PROBLEMS →
**A.** From the passage on environmental compliance audits, reproduce the text word for word, beginning at the words that contain "Conclusion: Turning Audit" and stopping after "into larger ones.".
**B.** Rewrite the paragraph of the passage on environmental compliance audits that begins "By treating an environmental compliance audit" in a single shorter sentence that keeps its main points.
**C.** Resume writing the passage on environmental compliance audits, starting right after its final sentence.

PASSAGE PROVIDED →

Conclusion: Turning Audit Findings into Risk Reduction and Peace of Mind

An environmental compliance audit should not be a one-time event that sits in a binder. The real value comes from what you do with the findings. A practical approach is to build an action plan that includes:

  • Clear priorities based on risk to people, the environment, and operations.  
  • Realistic timelines for each corrective action.  
  • Assigned responsibilities for tasks and follow-up.  
  • Checkpoints to verify that fixes are in place and working.  

Over time, this turns the audit into a tool for steady improvement. Regular reviews of progress help your team stay on track and keep small issues from growing into larger ones.

By treating an environmental compliance audit as part of your normal business rhythm, you can build your team's confidence, reduce surprises, and show your community that you take environmental stewardship seriously.

Acknowledgments

J.S. Held thanks Jeff Bannon and Bill Clarke for providing insight and expertise that greatly assisted this research.

RECORD EXTRACTS →
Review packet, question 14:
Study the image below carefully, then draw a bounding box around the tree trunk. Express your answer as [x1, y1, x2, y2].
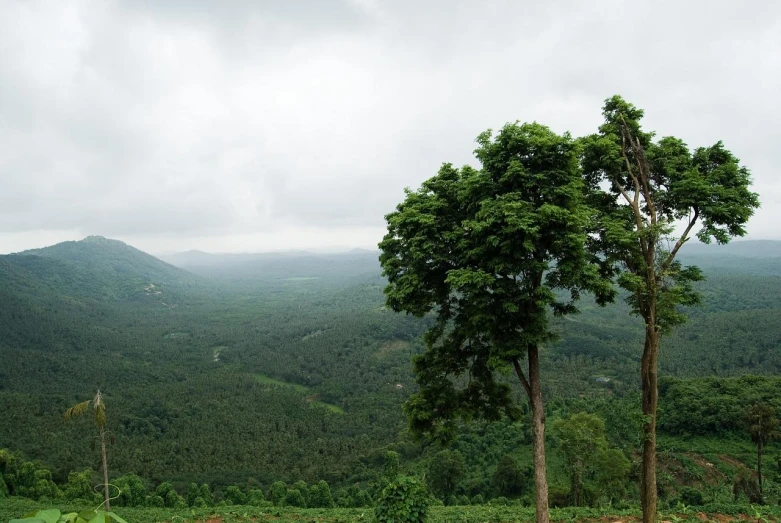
[100, 427, 111, 512]
[572, 465, 583, 507]
[757, 441, 765, 503]
[529, 346, 550, 523]
[640, 328, 659, 523]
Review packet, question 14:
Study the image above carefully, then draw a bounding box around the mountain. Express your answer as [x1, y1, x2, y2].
[0, 238, 781, 498]
[16, 236, 194, 285]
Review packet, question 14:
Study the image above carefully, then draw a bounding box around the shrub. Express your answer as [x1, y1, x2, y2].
[374, 476, 430, 523]
[678, 487, 705, 506]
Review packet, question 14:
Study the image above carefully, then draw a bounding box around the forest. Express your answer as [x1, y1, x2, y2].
[0, 237, 781, 520]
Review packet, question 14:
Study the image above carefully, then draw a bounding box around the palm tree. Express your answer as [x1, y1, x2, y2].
[746, 403, 781, 497]
[64, 390, 111, 512]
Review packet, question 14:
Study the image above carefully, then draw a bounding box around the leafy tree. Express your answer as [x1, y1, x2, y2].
[247, 488, 269, 507]
[282, 488, 306, 507]
[200, 483, 214, 506]
[583, 96, 759, 523]
[225, 485, 247, 505]
[732, 466, 762, 503]
[307, 479, 334, 508]
[382, 450, 399, 481]
[491, 454, 526, 498]
[374, 476, 429, 523]
[187, 482, 203, 507]
[292, 479, 309, 507]
[746, 403, 781, 498]
[380, 119, 613, 523]
[551, 412, 630, 507]
[114, 474, 146, 507]
[64, 390, 111, 512]
[426, 450, 465, 504]
[268, 481, 287, 507]
[62, 469, 95, 500]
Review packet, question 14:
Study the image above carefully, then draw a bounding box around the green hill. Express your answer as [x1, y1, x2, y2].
[0, 238, 781, 508]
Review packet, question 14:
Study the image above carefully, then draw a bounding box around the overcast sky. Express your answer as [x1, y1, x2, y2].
[0, 0, 781, 254]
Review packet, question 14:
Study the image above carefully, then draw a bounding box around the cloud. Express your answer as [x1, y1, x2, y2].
[0, 0, 781, 252]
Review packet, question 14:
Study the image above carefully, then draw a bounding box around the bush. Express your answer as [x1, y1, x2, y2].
[374, 476, 430, 523]
[732, 467, 762, 503]
[678, 487, 705, 506]
[282, 488, 306, 508]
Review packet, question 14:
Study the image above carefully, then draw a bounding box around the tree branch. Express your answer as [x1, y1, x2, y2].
[513, 358, 532, 399]
[662, 207, 700, 273]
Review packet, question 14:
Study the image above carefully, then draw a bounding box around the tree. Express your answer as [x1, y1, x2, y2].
[746, 403, 781, 499]
[583, 96, 759, 523]
[426, 450, 464, 504]
[551, 412, 631, 507]
[64, 390, 111, 512]
[266, 481, 287, 507]
[380, 123, 613, 523]
[491, 454, 526, 498]
[307, 479, 334, 508]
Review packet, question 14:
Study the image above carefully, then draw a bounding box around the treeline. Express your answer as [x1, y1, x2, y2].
[0, 376, 781, 508]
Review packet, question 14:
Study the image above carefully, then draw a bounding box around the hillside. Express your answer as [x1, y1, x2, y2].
[0, 238, 781, 506]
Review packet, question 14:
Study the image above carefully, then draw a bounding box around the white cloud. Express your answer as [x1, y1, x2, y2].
[0, 0, 781, 252]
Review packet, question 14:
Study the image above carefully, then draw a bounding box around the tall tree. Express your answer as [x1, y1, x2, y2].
[746, 403, 781, 497]
[380, 123, 613, 523]
[583, 96, 759, 523]
[64, 391, 111, 512]
[551, 412, 631, 507]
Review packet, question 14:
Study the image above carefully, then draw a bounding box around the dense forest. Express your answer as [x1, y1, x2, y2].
[0, 237, 781, 506]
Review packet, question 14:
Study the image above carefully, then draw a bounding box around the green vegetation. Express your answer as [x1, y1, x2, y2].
[0, 235, 781, 523]
[582, 96, 759, 523]
[380, 123, 615, 523]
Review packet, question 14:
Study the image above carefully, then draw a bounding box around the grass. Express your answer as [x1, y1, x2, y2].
[255, 374, 345, 414]
[0, 498, 781, 523]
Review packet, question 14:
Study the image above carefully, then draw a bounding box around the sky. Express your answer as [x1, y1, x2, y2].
[0, 0, 781, 254]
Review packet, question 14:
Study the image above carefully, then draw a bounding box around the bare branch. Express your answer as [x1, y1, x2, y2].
[63, 400, 92, 419]
[513, 358, 532, 398]
[662, 207, 699, 273]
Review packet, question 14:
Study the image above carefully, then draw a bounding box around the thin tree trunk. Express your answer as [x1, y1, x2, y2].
[513, 345, 550, 523]
[529, 346, 550, 523]
[640, 330, 659, 523]
[100, 427, 111, 512]
[757, 441, 765, 503]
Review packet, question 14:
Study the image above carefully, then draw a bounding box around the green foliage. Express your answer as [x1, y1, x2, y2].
[732, 467, 762, 503]
[62, 469, 96, 501]
[374, 476, 430, 523]
[678, 486, 705, 506]
[426, 450, 465, 504]
[380, 118, 613, 446]
[247, 488, 271, 507]
[551, 412, 631, 506]
[659, 376, 781, 436]
[382, 450, 399, 481]
[198, 483, 214, 506]
[225, 485, 247, 505]
[281, 488, 306, 507]
[307, 479, 334, 508]
[491, 454, 527, 499]
[112, 474, 146, 507]
[9, 509, 127, 523]
[745, 403, 781, 449]
[268, 481, 287, 506]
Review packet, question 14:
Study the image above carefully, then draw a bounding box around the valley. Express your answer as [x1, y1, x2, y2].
[0, 237, 781, 520]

ANSWERS BY TASK →
**A.**
Conclusion: Turning Audit Findings into Risk Reduction and Peace of Mind

An environmental compliance audit should not be a one-time event that sits in a binder. The real value comes from what you do with the findings. A practical approach is to build an action plan that includes:

  • Clear priorities based on risk to people, the environment, and operations.  
  • Realistic timelines for each corrective action.  
  • Assigned responsibilities for tasks and follow-up.  
  • Checkpoints to verify that fixes are in place and working.  

Over time, this turns the audit into a tool for steady improvement. Regular reviews of progress help your team stay on track and keep small issues from growing into larger ones.

**B.** Making environmental compliance audits a routine part of business builds team confidence, reduces surprises, and shows the community a serious commitment to environmental stewardship.

**C.**
Jeff Bannon, PG, joined J.S. Held in May of 2026 as part of J.S. Held's acquisition of Clark Seif Clark, Inc. Jeff brings over 35 years of diversified environmental consulting experience for a wide range of clients, including state and local municipalities and governmental agencies, the federal government (EPA, DOE, US Air Force, US Navy, Army COE, US Forest Service, BLM), and many commercial/industrial clients. He joined CSC in 2015 after a successful 28-year career with a large engineering firm, where he developed his skills, starting as a field geologist, ending as the Southern California office manager and lead technical manager.

Jeff leads large, complex field efforts for a wide variety of projects and oversees all phases of project coordination, from scoping and budgeting to technical review, quality assurance, and client service. He has achieved site closure agreements from DTSC, RWQCB, and local CUPAs on a wide variety of projects from UST removal projects to complex, multi-media remediation programs involving facility decontamination and demolition, soil and soil-vapor remediation, and groundwater remediation.

Jeff can be reached at [email protected] or +1 747 330 2829.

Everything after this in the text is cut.